**Exercise goal**
Rescale everything from the line containing "[spot] the green stadium" down to the end of the entries. Reproduce those lines, requests included, with each point coordinate in the answers multiplied by 0.35 and rounded to a whole number, halves rounding up.

**Supplied data**
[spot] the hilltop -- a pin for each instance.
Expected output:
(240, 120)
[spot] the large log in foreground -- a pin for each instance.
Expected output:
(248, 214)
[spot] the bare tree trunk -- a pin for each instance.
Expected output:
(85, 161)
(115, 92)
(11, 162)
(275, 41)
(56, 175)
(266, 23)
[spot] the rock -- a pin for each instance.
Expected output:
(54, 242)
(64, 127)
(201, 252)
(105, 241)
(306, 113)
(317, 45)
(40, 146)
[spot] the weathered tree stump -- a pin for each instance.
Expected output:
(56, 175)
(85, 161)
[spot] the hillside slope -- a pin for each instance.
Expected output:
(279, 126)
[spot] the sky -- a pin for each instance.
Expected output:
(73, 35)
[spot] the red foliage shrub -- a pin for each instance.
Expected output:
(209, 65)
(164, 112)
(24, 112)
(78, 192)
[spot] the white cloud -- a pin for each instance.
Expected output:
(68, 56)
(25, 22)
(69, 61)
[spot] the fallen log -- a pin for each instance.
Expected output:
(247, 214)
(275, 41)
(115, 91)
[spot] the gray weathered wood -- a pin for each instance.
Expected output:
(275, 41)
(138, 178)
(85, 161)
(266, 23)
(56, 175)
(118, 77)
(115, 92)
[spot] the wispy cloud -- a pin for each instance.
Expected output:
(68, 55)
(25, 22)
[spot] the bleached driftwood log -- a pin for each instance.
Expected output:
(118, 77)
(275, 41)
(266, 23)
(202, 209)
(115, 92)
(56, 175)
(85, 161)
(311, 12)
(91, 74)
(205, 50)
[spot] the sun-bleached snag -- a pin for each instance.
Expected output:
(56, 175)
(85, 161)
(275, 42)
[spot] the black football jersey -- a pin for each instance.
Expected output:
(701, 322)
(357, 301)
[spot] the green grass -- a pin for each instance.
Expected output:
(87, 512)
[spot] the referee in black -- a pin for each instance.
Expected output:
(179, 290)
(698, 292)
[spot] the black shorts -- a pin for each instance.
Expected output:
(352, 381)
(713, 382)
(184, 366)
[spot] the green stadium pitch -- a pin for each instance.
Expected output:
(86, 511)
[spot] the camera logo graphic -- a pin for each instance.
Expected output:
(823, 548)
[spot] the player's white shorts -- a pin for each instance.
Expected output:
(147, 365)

**Output below**
[spot] the green stadium pitch -- a pin for each instance.
Expected output:
(30, 179)
[spot] the camera logo graphic -- a pin for each instance.
Expected output:
(288, 192)
[spot] the player's white shorts -- a pin for each instance.
Expected output:
(51, 128)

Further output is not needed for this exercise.